--- Data records ---
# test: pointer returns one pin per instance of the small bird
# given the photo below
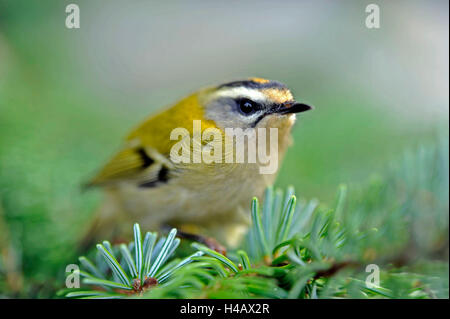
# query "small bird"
(145, 183)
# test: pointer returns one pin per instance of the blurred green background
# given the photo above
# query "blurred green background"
(68, 96)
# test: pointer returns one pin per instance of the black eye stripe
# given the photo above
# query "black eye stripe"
(247, 106)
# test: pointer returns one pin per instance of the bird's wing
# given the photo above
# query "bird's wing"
(144, 166)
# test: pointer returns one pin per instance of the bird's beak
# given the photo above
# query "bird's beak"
(291, 107)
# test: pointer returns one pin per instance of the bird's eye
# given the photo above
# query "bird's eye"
(247, 107)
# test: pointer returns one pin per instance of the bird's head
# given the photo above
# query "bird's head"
(251, 103)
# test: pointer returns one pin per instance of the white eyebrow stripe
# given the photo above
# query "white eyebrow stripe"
(236, 92)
---
Exercise description >>
Reproduce all the items above line for line, omitting the picture.

Response >>
# test: pointer returns one pin per instance of the small bird
# given the photo below
# query "small bird"
(145, 183)
# test: pointer returns one pin per instance of the blurred green background
# given the photo above
# query "blurred green background"
(68, 96)
# test: pointer returns one pin per instance of the black eye stripe
# given the photo above
# query "black eye stripe"
(247, 106)
# test: pointer returns one pin per instance of the bird's wing
# given the photo above
# query "bird's wing"
(144, 166)
# test: pointer returns one pin per instance of the bird's beak
# given the photo above
# query "bird's beak"
(291, 107)
# test: pointer returns one pin per instance of the bird's eye
# given the photo above
# query "bird's eye"
(247, 107)
# test: pointer returns one pin per instance of the bird's head
# given the photo above
# query "bird's head"
(251, 103)
# test: pointer returns one pin per instance of the white eyebrow stripe
# given the photo above
# query "white eyebrow stripe"
(236, 92)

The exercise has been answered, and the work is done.